══ DATASET RECORDS ══
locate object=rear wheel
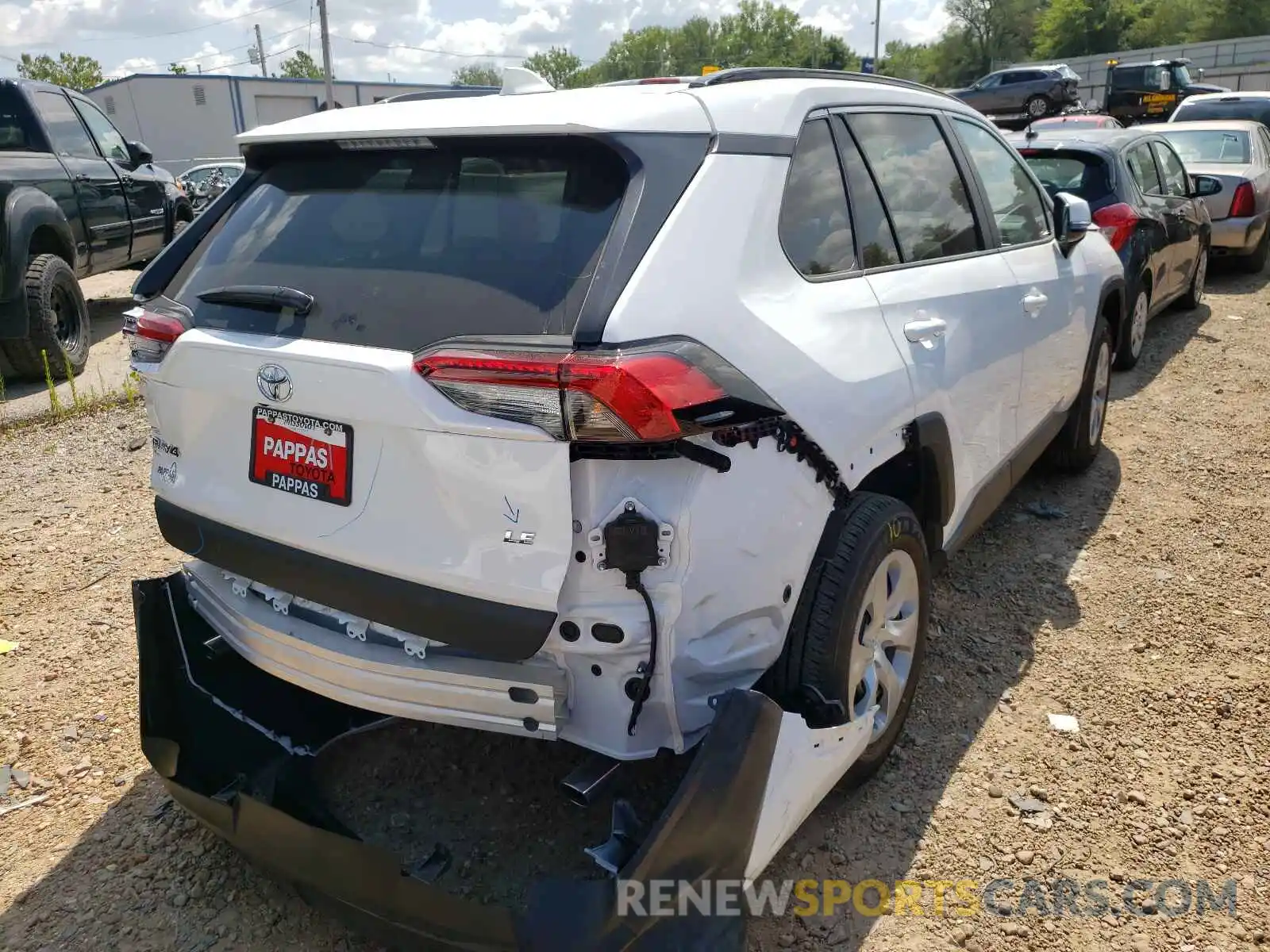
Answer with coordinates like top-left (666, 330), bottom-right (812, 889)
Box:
═══
══ DATASET RECORDS ══
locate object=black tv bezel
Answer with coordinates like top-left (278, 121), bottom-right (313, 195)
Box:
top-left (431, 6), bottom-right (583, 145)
═══
══ DATASET RECORDS ══
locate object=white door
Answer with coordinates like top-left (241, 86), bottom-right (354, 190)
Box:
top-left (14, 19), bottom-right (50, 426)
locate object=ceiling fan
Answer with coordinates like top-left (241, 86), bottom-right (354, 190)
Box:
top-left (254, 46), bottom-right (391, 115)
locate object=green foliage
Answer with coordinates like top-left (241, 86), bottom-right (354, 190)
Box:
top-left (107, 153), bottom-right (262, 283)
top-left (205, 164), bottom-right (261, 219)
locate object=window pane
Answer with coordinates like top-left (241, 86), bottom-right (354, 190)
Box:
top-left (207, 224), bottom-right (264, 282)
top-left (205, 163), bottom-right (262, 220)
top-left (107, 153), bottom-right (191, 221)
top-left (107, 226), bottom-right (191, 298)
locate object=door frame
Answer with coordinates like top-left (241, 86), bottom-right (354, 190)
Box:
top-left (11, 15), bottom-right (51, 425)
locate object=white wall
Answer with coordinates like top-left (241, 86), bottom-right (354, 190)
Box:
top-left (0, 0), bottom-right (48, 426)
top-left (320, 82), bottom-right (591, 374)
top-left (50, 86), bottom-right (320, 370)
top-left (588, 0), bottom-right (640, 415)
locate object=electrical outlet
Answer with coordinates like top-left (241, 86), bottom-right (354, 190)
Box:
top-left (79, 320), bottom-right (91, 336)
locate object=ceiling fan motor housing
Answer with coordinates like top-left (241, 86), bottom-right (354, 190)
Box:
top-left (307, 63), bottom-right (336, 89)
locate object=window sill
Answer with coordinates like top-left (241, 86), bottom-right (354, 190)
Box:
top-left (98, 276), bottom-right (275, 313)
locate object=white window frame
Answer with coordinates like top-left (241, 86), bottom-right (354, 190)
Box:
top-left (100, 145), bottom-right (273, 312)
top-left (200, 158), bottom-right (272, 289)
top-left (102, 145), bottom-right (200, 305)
═══
STATED PROBLEM
Reproduce the data above word for word, from the line containing "locate object=window sill" through the line containing "top-left (98, 276), bottom-right (275, 313)".

TASK OUTPUT
locate object=window sill
Answer with coordinates like top-left (241, 86), bottom-right (354, 190)
Box:
top-left (98, 276), bottom-right (275, 313)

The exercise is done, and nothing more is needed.